◆ **Document text**:
>>>>
Better growth in Q3:14 assisted by base effects and revisions

  • Real GDP growth for Q3:14 grew at 1.4% y/y and 1.4% q/q (saar), up from revised rates of 1.3% y/y and 0.5% q/q in Q2:14. This was in line with consensus of 1.4% y/y, and 1.5% q/q (saar), and above our forecast of 1.2% y/y and 0.8% q/q (saar).
    Average growth for the first three quarters of 2014 is 1.5% y/y.

  • Revised GDP data showed that the pick up in QoQ growth was generated by the private sector, which benefited from post strike base effects but was also relatively broad based; trade and hospitality grew 3.4%q/q (saar) and contributed 50bps more to growth in Q3 than it did in Q2; mining grew 1.6% q/q, and contributed 35bps more in Q3, and the financial sector grew 2.4% q/q contributing 24bps more in Q3 (fig 7).

  • QoQ growth in Q3:14 was weaker in the public sectors i.e. government and transport which both grew 2.2% q/q down from 3.9% q/q in Q2:14; utilities, which contracted further from -0.5% q/q in Q2:14 to -1.1% q/q and personal services which slowed from 1.5% q/q to 1.3% q/q.

  • Slower YoY growth was recorded in mining, which contracted 2.9% y/y as the effect of strikes in July and August could not compensate for the recovery in September; government, which slowed from 3.4% to 3.2% y/y; utilities, which contracted further from -1.3% y/y to -1.8% y/y; transport, which fell from 2.4% y/y to 2.2% y/y; and construction, which decelerated marginally from 2.8% to 2.7% y/y. Slower growth in these sectors was compensated for by stronger growth in trade (1.5% y/y), manufacturing (-0.8% y/y), agriculture (8.9% y/y) and finance (2.2% y/y). As with mining, the recovery in manufacturing in September could not compensate for strike related poor performance in July and August, however the contraction in was less severe than in Q2 (-1.5% y/y).
<<<<
◆ **Data for analysis**:
>>>>
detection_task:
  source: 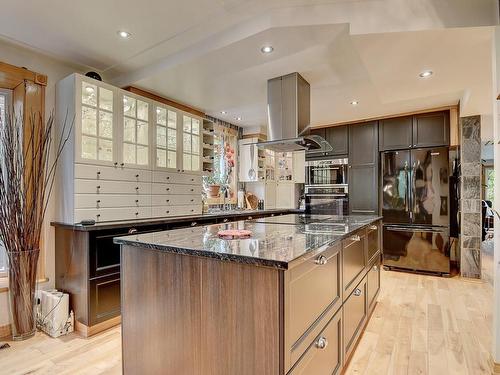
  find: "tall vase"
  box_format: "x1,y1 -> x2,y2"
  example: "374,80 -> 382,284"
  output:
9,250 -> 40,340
<<<<
◆ **Actions to take**:
a: List every sector that the GDP note says recorded slower year-on-year growth in Q3:14.
b: According to the GDP note, what was the average growth for the first three quarters of 2014?

◆ **Answers**:
a: Mining, government, utilities, transport, construction

b: 1.5% y/y